▶ [PROVIDED PASSAGE]
◇ ◇ ◇

Thus, :math:`\smash{\hat{\boldsymbol{\xi}}_{t|t}}`,
:math:`\smash{\hat{\boldsymbol{\xi}}_{t+1|t}}`, and
:math:`\smash{P_{t|t} F^{'} P_{t+1|t}^{-1}}` can be considered constants
relative to :math:`\smash{\boldsymbol{\mathcal{Y}}_T}`:

.. math::

   \begin{align}
   \hat{E}[\boldsymbol{\xi}_{t}|\boldsymbol{\mathcal{Y}}_T] & =
   \hat{\boldsymbol{\xi}}_{t|t} + P_{t|t} F^{'} P_{t+1|t}^{-1}
   (\hat{E}[\boldsymbol{\xi}_{t+1}|\boldsymbol{\mathcal{Y}}_T]
   - \hat{\boldsymbol{\xi}}_{t+1|t}) \\
   \Rightarrow \hat{\boldsymbol{\xi}}_{t|T} & =
   \hat{\boldsymbol{\xi}}_{t|t} + P_{t|t} F^{'} P_{t+1|t}^{-1}
   (\hat{\boldsymbol{\xi}}_{t+1|T} - \hat{\boldsymbol{\xi}}_{t+1|t}).
   \end{align}

A Convenient Fact
==============================================================================
For any :math:`\smash{\tau = 1,\ldots,T}`,

.. math::

   \begin{align}
   E[\boldsymbol{\xi}_{t+1} \hat{\boldsymbol{\xi}}_{t+1|\tau}^{'}] & = 
   E[(\boldsymbol{\xi}_{t+1} - \hat{\boldsymbol{\xi}}_{t+1|\tau} +
   \hat{\boldsymbol{\xi}}_{t+1|\tau})\hat{\boldsymbol{\xi}}_{t+1|\tau}^{'}] \\
   & = E[(\boldsymbol{\xi}_{t+1} - \hat{\boldsymbol{\xi}}_{t+1|\tau})
   \hat{\boldsymbol{\xi}}_{t+1|\tau}^{'}] +
   E[\hat{\boldsymbol{\xi}}_{t+1|\tau}
   \hat{\boldsymbol{\xi}}_{t+1|\tau}^{'}] \\
   & = E[\hat{\boldsymbol{\xi}}_{t+1|\tau}
   \hat{\boldsymbol{\xi}}_{t+1|\tau}^{'}].

◇ ◇ ◇

▶ [LISTING]
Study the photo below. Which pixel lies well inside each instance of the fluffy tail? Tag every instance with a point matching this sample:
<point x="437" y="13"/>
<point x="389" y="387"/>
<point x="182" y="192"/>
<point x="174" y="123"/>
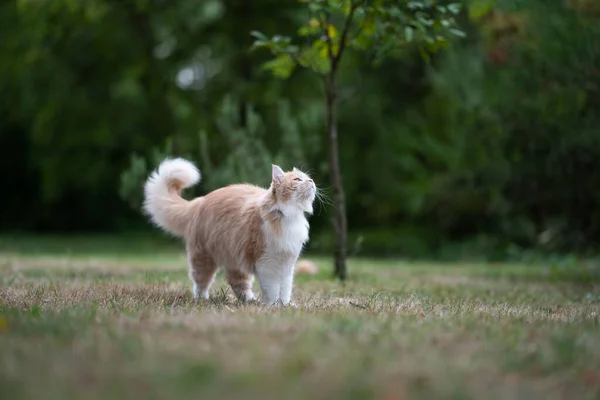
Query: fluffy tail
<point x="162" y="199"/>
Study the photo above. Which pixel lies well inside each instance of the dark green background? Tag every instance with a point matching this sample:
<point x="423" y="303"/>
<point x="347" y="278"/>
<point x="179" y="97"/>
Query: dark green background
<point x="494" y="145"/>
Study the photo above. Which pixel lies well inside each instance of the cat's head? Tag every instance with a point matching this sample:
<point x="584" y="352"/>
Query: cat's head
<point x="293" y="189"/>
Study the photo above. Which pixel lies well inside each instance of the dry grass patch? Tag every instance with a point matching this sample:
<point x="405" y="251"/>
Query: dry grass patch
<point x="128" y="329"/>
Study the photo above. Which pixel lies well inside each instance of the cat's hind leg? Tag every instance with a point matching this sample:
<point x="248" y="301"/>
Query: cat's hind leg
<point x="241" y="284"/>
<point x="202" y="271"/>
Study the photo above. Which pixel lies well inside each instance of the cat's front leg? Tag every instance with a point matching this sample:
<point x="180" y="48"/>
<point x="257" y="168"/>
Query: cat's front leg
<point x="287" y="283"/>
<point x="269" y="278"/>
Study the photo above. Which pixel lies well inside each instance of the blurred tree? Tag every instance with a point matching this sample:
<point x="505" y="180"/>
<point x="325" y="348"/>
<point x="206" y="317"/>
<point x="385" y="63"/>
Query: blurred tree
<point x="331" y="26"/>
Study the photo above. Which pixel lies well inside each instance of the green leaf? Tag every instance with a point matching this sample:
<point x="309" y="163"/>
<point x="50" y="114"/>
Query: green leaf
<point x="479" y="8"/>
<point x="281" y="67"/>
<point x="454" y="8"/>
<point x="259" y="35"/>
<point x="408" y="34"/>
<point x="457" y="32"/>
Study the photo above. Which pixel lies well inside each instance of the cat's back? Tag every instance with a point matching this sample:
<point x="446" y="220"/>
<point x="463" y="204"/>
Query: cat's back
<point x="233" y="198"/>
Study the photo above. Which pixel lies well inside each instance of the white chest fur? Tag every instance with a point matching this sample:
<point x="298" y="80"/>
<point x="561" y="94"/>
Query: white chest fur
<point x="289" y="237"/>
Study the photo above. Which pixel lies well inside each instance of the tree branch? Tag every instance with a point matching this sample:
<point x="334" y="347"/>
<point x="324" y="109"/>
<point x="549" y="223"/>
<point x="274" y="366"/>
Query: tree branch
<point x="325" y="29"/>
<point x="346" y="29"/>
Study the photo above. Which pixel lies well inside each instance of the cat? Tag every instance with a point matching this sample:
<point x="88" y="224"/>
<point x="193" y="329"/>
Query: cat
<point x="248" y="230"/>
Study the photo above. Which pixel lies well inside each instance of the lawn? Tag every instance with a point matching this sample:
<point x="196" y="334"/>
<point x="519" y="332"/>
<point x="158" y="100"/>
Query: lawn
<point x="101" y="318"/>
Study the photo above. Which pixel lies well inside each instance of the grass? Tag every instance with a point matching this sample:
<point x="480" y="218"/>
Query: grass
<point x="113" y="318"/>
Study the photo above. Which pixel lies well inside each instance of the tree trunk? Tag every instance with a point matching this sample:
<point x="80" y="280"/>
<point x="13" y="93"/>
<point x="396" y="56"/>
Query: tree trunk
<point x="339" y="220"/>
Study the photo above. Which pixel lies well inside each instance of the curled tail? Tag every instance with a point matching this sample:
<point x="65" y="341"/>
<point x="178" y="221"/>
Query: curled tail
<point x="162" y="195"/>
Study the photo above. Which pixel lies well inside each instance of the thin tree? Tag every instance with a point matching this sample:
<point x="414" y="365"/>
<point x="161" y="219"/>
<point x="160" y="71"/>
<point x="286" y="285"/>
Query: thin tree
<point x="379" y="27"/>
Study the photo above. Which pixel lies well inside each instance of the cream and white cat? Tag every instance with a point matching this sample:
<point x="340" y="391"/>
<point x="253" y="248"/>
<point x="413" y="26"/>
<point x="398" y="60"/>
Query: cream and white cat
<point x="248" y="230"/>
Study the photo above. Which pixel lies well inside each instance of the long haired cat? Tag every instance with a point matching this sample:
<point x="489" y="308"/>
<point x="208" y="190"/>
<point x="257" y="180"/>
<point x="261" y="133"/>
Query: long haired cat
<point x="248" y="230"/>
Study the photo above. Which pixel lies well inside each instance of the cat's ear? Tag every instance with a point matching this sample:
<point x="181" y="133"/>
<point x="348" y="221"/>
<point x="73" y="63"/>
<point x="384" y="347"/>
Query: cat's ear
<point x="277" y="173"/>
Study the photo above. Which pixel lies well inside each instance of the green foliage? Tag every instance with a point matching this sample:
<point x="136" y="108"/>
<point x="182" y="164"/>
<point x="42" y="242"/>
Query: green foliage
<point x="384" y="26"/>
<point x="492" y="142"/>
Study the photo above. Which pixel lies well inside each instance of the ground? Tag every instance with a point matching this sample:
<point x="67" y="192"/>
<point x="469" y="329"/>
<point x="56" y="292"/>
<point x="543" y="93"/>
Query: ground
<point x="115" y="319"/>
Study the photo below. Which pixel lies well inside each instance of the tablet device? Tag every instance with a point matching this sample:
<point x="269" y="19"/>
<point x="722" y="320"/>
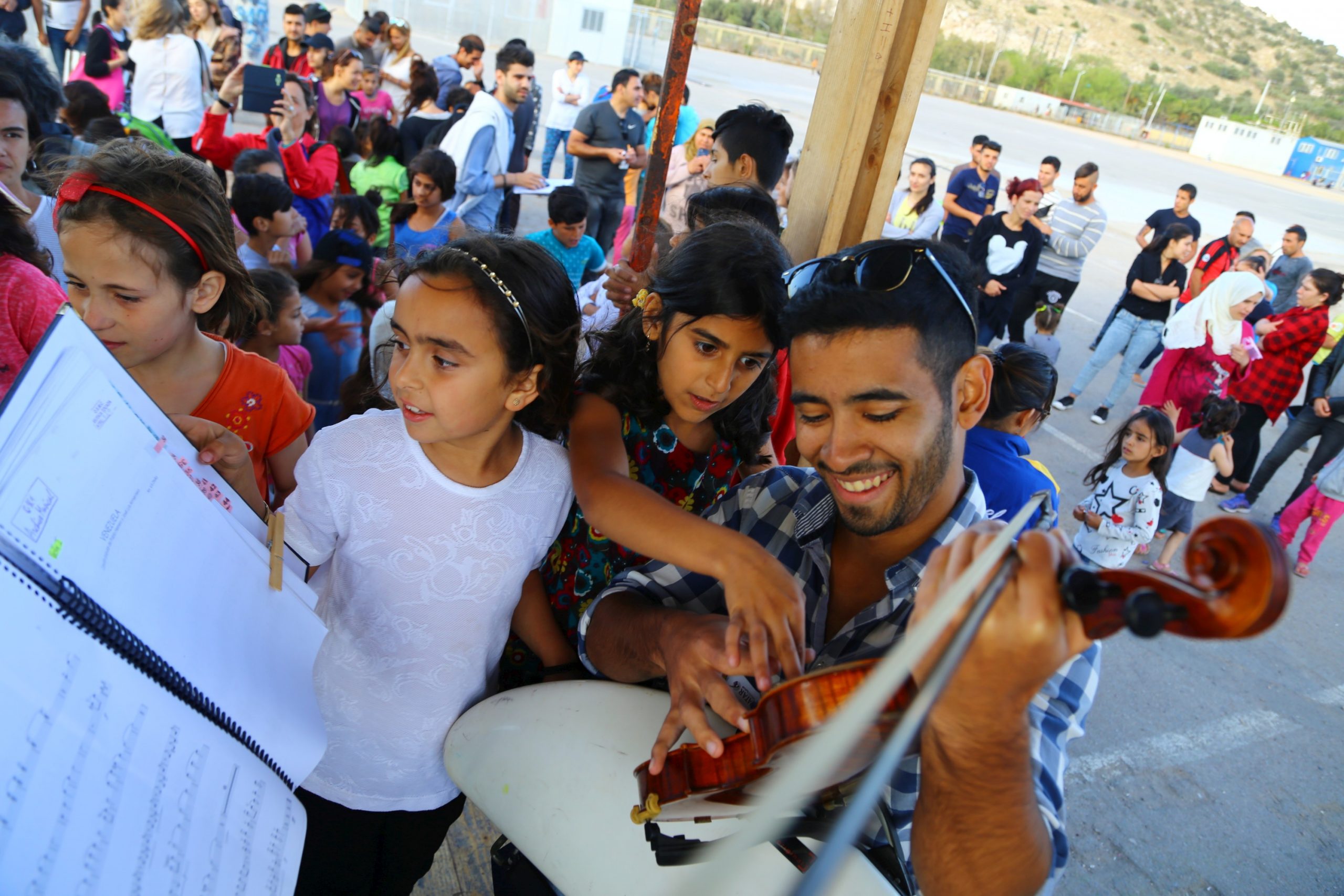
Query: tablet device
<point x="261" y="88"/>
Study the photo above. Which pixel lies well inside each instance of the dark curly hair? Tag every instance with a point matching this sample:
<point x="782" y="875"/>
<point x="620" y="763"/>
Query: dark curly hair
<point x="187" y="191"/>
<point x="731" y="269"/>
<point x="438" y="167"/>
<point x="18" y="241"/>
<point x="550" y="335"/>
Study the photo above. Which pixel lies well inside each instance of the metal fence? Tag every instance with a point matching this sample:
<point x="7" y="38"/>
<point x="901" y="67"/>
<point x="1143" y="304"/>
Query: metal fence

◇ ◇ ◇

▶ [GOALS]
**A)** Collect each line of the records that contains the word "chest", and copy those lines out.
**B)** Extend the derivation of the smoothed state estimates, continuing from its last line.

▶ [ANSWERS TO THE TASKS]
**A)**
Study the photo above. Which pixel lies well inside each instance of the white chest fur? Tag every instance with a point matching this sample:
Query: white chest fur

**B)**
   \end{align}

where the last equality follows because the projection error
:math:`\smash{\boldsymbol{\xi}_{t+1} - \hat{\boldsymbol{\xi}}_{t+1|\tau}}`
is uncorrelated with :math:`\smash{\hat{\boldsymbol{\xi}}_{t+1|\tau}}`. It
follows that

.. math::

   \begin{align}
   -& E[\hat{\boldsymbol{\xi}}_{t+1|T}
   \hat{\boldsymbol{\xi}}_{t+1|T}^{'}] + E[\hat{\boldsymbol{\xi}}_{t+1|t}
   \hat{\boldsymbol{\xi}}_{t+1|t}^{'}] \\
   & \hspace{1in} = \left\{E[\boldsymbol{\xi}_{t+1}
   \boldsymbol{\xi}_{t+1}^{'}] - E[\hat{\boldsymbol{\xi}}_{t+1|T}
   \hat{\boldsymbol{\xi}}_{t+1|T}^{'}]\right\} -
    \left\{E[\boldsymbol{\xi}_{t+1}
   \boldsymbol{\xi}_{t+1}^{'}] - E[\hat{\boldsymbol{\xi}}_{t+1|t}
   \hat{\boldsymbol{\xi}}_{t+1|t}^{'}]\right\} \\
   & \hspace{1in} = E[(\boldsymbol{\xi}_{t+1} -
   \hat{\boldsymbol{\xi}}_{t+1|T})(\boldsymbol{\xi}_{t+1} -
   \hat{\boldsymbol{\xi}}_{t+1|T})^{'}] - E[(\boldsymbol{\xi}_{t+1} -
   \hat{\boldsymbol{\xi}}_{t+1|t})(\boldsymbol{\xi}_{t+1} -
   \hat{\boldsymbol{\xi}}_{t+1|t})^{'}] \\
   & \hspace{1in} = P_{t+1|T} - P_{t+1|t}.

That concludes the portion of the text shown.